Work required
Print out each record below, unaltered and complete, without its images.

A block of data
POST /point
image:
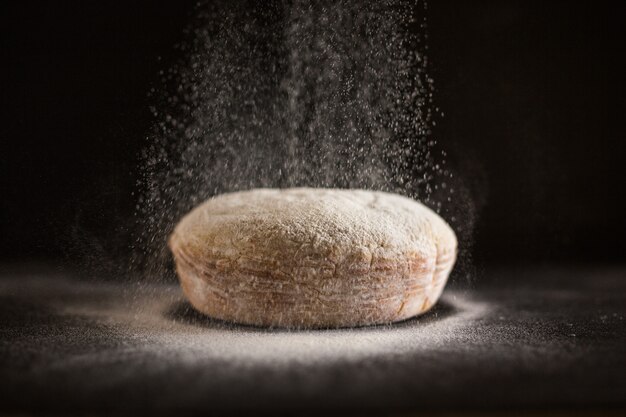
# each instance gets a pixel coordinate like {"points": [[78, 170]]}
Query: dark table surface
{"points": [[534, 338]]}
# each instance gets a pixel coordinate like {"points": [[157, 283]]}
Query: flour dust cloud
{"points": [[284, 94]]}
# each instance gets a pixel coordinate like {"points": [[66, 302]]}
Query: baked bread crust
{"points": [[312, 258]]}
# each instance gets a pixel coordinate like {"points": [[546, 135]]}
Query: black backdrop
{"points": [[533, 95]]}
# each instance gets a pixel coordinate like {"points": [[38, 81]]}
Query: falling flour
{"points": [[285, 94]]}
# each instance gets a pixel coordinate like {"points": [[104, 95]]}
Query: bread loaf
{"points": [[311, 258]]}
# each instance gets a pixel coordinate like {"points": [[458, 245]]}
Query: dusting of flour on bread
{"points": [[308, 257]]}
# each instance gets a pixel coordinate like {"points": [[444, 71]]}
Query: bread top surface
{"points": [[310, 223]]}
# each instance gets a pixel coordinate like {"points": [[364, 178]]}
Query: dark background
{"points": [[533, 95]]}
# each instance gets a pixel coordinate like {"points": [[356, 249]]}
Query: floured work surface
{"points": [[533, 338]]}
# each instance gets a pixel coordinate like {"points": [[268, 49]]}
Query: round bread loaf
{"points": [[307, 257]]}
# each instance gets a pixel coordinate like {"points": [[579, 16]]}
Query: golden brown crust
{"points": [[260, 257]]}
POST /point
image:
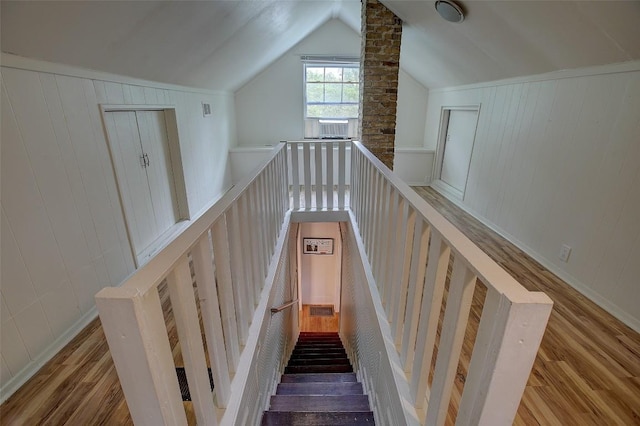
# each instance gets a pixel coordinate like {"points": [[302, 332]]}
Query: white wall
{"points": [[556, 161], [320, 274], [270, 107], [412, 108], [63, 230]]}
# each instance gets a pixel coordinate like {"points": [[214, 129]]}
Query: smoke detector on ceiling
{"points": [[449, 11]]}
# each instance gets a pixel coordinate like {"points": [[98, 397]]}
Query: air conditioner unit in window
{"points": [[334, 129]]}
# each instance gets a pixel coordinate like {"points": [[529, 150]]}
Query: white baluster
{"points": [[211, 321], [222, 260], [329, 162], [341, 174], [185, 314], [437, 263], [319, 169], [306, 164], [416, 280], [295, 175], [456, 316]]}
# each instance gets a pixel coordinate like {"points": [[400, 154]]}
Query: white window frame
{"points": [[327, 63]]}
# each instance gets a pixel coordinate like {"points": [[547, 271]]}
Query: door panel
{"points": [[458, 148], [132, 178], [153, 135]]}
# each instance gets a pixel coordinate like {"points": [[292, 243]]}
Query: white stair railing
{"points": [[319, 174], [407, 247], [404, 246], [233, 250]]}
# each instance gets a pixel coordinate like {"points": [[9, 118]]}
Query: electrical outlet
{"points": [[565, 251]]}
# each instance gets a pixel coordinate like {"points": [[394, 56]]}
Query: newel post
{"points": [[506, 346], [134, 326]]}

Right answer
POST /point
image:
# each instance gets a pixel coordinate like {"points": [[78, 170]]}
Query: dark table surface
{"points": [[534, 338]]}
# each instance gets a pixel coordinate like {"points": [[157, 283]]}
Query: flour dust cloud
{"points": [[284, 94]]}
# each instance gets a pixel coordinate like {"points": [[66, 302]]}
Query: baked bread crust
{"points": [[312, 258]]}
# each instance gets a pixel coordinate like {"points": [[546, 135]]}
Query: black backdrop
{"points": [[533, 95]]}
# each instance gets a pixel coordinate like {"points": [[38, 81]]}
Query: falling flour
{"points": [[285, 94]]}
# each instance gets a pixel coordinate like {"points": [[104, 95]]}
Query: bread loaf
{"points": [[311, 258]]}
# each instance gets a pixel coordinate like {"points": [[458, 245]]}
Query: dusting of flour on bread
{"points": [[308, 257]]}
# each instance gets a pixel coordinate like {"points": [[444, 71]]}
Query: bread top surface
{"points": [[310, 223]]}
# each instance gets a pixel coordinate like {"points": [[364, 178]]}
Query: dark background
{"points": [[533, 95]]}
# each instance gets a pixel coordinate like {"points": [[356, 249]]}
Query: floured work surface
{"points": [[533, 338]]}
# each instance gets a pixel coordinate like {"points": [[268, 49]]}
Query: round bread loaf
{"points": [[307, 257]]}
# each instance gets a pixel coordinate like {"points": [[579, 16]]}
Query: golden brown crust
{"points": [[260, 257]]}
POST /point
image:
# each instance gets a pixel coordinate like {"points": [[302, 332]]}
Query: white wall
{"points": [[556, 161], [320, 274], [270, 107], [412, 108], [63, 230]]}
# each instance gets a pixel coordinate like {"points": [[214, 129]]}
Query: smoke detector on ceiling
{"points": [[449, 11]]}
# each instance gets a pixel coordinate like {"points": [[98, 397]]}
Query: air conditioner unit in window
{"points": [[334, 129]]}
# each instance gets a pixel coordinate like {"points": [[529, 150]]}
Query: white baluster
{"points": [[211, 321], [222, 260], [329, 162], [341, 174], [185, 314], [437, 263], [319, 169], [306, 164], [416, 280], [295, 175], [456, 316]]}
# each instance gets a pixel coordinate like {"points": [[400, 154]]}
Query: white window frame
{"points": [[327, 63]]}
# each instance gets a pixel coordinate like {"points": [[547, 271]]}
Query: door panel
{"points": [[458, 148], [132, 178], [153, 135]]}
# each instance gets a pixel coordinate like {"points": [[292, 243]]}
Query: white stair railing
{"points": [[319, 174], [407, 247], [404, 246], [233, 250]]}
# each instance gets a pixel coordinate like {"points": [[9, 118]]}
Query: electrical outlet
{"points": [[565, 251]]}
# each instance gets a pixel coordinate like {"points": [[394, 56]]}
Query: newel post
{"points": [[506, 346], [134, 326]]}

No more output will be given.